━━━ Page text

Army Medicine in Europe reaching out to German partners

by Ed Drohan
Europe Regional Medical Command Public Affairs

KOBLENZ, Germany — Partnership was the word of the day as members of Army Medicine in Europe met with their counterparts from the Bundeswehr Medical Service at the latter’s headquarters June 26.

Representatives from Europe Regional Medical Command, U.S. Army Europe Office of the Command Surgeon, and the 21st Theater Support Command’s 30th Medical Brigade traveled to Rhein Kaserne in Koblenz to discuss partnership opportunities with their counterparts in the German military — or Bundeswehr — medical system. Bundeswehr participants represented the Medical Service Headquarters, the Regional Medical Care Command and the Bundeswehr Central Hospital in Koblenz.

While there have been some partnership opportunities in the past, the meeting was set up to discuss how the U.S. Army and German military medical systems could enhance and extend those opportunities in other areas.

“I know there have been partnerships in the past — some at (Landstuhl Regional Medical Center) and field exercises,” said ERMC Chief of Staff Col. Scott Ehnes. “I’m glad that we can reach out and reengage. I think this is a great first step. There are many opportunities for us to collaborate.”

━━━━━━
━━━ Extracted data

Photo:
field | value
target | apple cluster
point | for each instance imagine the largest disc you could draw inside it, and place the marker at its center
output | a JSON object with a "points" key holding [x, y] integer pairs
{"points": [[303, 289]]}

━━━━━━

* _Your tasks_
1. Answer from the Koblenz meeting article:
(a) On what date did the meeting take place?
(b) To what site did the U.S. representatives travel?
(c) What position does Col. Scott Ehnes hold?
2. List every Bundeswehr body that the Koblenz meeting article names as represented by its participants.
Rely only on the Koblenz meeting article.

* _Per-task answers_
1.
(a) June 26
(b) Rhein Kaserne in Koblenz
(c) ERMC Chief of Staff

2.
- Medical Service Headquarters
- Regional Medical Care Command
- Bundeswehr Central Hospital in Koblenz